▶ _Work task_:
Word for word, repeat the data that follows. Do not include the pictures.

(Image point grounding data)
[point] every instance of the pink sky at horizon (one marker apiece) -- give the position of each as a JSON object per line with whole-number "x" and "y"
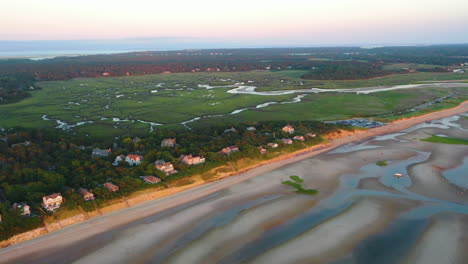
{"x": 295, "y": 22}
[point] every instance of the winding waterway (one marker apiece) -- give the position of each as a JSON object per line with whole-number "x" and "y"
{"x": 363, "y": 213}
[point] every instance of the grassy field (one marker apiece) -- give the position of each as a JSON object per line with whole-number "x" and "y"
{"x": 171, "y": 99}
{"x": 446, "y": 140}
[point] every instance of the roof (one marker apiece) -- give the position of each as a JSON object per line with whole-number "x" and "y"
{"x": 85, "y": 192}
{"x": 110, "y": 185}
{"x": 52, "y": 196}
{"x": 134, "y": 156}
{"x": 151, "y": 179}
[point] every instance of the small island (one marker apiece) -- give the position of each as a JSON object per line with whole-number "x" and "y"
{"x": 296, "y": 182}
{"x": 446, "y": 140}
{"x": 381, "y": 163}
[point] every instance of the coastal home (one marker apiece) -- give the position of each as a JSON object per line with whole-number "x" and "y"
{"x": 165, "y": 167}
{"x": 151, "y": 179}
{"x": 232, "y": 130}
{"x": 26, "y": 143}
{"x": 52, "y": 202}
{"x": 300, "y": 138}
{"x": 168, "y": 143}
{"x": 101, "y": 153}
{"x": 191, "y": 160}
{"x": 87, "y": 195}
{"x": 23, "y": 207}
{"x": 228, "y": 150}
{"x": 272, "y": 145}
{"x": 111, "y": 187}
{"x": 133, "y": 159}
{"x": 288, "y": 129}
{"x": 119, "y": 159}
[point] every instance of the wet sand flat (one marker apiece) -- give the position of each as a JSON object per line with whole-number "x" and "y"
{"x": 251, "y": 216}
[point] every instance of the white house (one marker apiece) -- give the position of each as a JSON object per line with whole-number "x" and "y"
{"x": 24, "y": 207}
{"x": 288, "y": 129}
{"x": 52, "y": 202}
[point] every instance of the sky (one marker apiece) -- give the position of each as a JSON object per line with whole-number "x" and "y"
{"x": 239, "y": 22}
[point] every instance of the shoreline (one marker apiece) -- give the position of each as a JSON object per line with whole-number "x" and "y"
{"x": 142, "y": 205}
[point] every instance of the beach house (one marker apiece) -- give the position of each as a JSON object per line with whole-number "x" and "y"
{"x": 23, "y": 207}
{"x": 191, "y": 160}
{"x": 168, "y": 143}
{"x": 300, "y": 138}
{"x": 228, "y": 150}
{"x": 111, "y": 187}
{"x": 133, "y": 159}
{"x": 288, "y": 129}
{"x": 272, "y": 145}
{"x": 87, "y": 195}
{"x": 101, "y": 153}
{"x": 165, "y": 167}
{"x": 52, "y": 202}
{"x": 151, "y": 179}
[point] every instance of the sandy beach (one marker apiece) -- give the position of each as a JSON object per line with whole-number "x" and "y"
{"x": 187, "y": 210}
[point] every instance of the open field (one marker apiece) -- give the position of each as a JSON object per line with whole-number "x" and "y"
{"x": 136, "y": 105}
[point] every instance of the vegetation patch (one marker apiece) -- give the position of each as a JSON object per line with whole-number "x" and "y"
{"x": 297, "y": 183}
{"x": 446, "y": 140}
{"x": 381, "y": 163}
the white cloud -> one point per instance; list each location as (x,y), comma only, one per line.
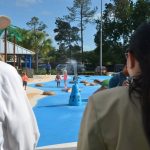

▶ _Answer box_:
[point] every instance of the pink sky at horizon (one marker apiece) -- give the position of each as a JSON object per line with whole-number "x" and "y"
{"x": 295, "y": 22}
[point] every instance of the winding waterway (one marker apiece) -- give the position of each as a JSON object per line with whole-number "x" and "y"
{"x": 363, "y": 213}
[point] every instance of the grassy field (one marker apiece) -- give the position of each as a JSON object per line with whole-number "x" and "y"
{"x": 171, "y": 99}
{"x": 446, "y": 140}
[point] every instance of the roof (one marker apiece) -- give the position of each as a JSON object per line with whole-number "x" and "y"
{"x": 85, "y": 192}
{"x": 110, "y": 185}
{"x": 52, "y": 196}
{"x": 134, "y": 156}
{"x": 151, "y": 179}
[point] every instance of the small island (one marker apiece) -- give the position of each as a JSON object per line with whole-number "x" and "y"
{"x": 296, "y": 182}
{"x": 446, "y": 140}
{"x": 381, "y": 163}
[point] every instance of the coastal home (one marker apiece) -- give the position of each as a JSON object per line with whole-number "x" and "y"
{"x": 165, "y": 167}
{"x": 151, "y": 179}
{"x": 232, "y": 130}
{"x": 26, "y": 143}
{"x": 52, "y": 202}
{"x": 300, "y": 138}
{"x": 168, "y": 143}
{"x": 101, "y": 153}
{"x": 191, "y": 160}
{"x": 87, "y": 195}
{"x": 23, "y": 207}
{"x": 228, "y": 150}
{"x": 272, "y": 145}
{"x": 111, "y": 187}
{"x": 133, "y": 159}
{"x": 288, "y": 129}
{"x": 119, "y": 159}
[point] every instance of the wet sand flat (one marker apiece) -- give the position of each as a JSON object per line with whole-number "x" and "y"
{"x": 251, "y": 216}
[point] every instance of the white house (one marker apiece) -- give the position of each as a JSON object per line with whole-number "x" and "y"
{"x": 24, "y": 207}
{"x": 288, "y": 129}
{"x": 52, "y": 202}
[point] every instance of the sky (one marker apiece) -- give the position of each as a JSON object per line with whole-number "x" and "y"
{"x": 239, "y": 22}
[point] every instance of the shoreline (one marker apiece) -- give the position of each as a JSON object per line with whole-number "x" and "y"
{"x": 142, "y": 205}
[point] every instance of the beach house (one marker apiece) -- give the position of each as a JSON object per line with whole-number "x" and "y"
{"x": 23, "y": 207}
{"x": 191, "y": 160}
{"x": 168, "y": 143}
{"x": 300, "y": 138}
{"x": 228, "y": 150}
{"x": 111, "y": 187}
{"x": 133, "y": 159}
{"x": 288, "y": 129}
{"x": 272, "y": 145}
{"x": 87, "y": 195}
{"x": 101, "y": 153}
{"x": 165, "y": 167}
{"x": 52, "y": 202}
{"x": 151, "y": 179}
[point] every instance of the sandy beach (one marker apiece) -- give the position of each as a JSON object per line with whole-number "x" and "y"
{"x": 187, "y": 210}
[point] every instance of the open field (one marker apiece) -- give the position of each as a JSON object per line with whole-number "x" and "y"
{"x": 136, "y": 105}
[point] every instance of the vegetation patch (one marker apiece) -- give the position of each as a JSON object per line with whole-number "x" and "y"
{"x": 297, "y": 183}
{"x": 446, "y": 140}
{"x": 381, "y": 163}
the white cloud -> one point per instance; list each location as (x,y), comma only, one per line.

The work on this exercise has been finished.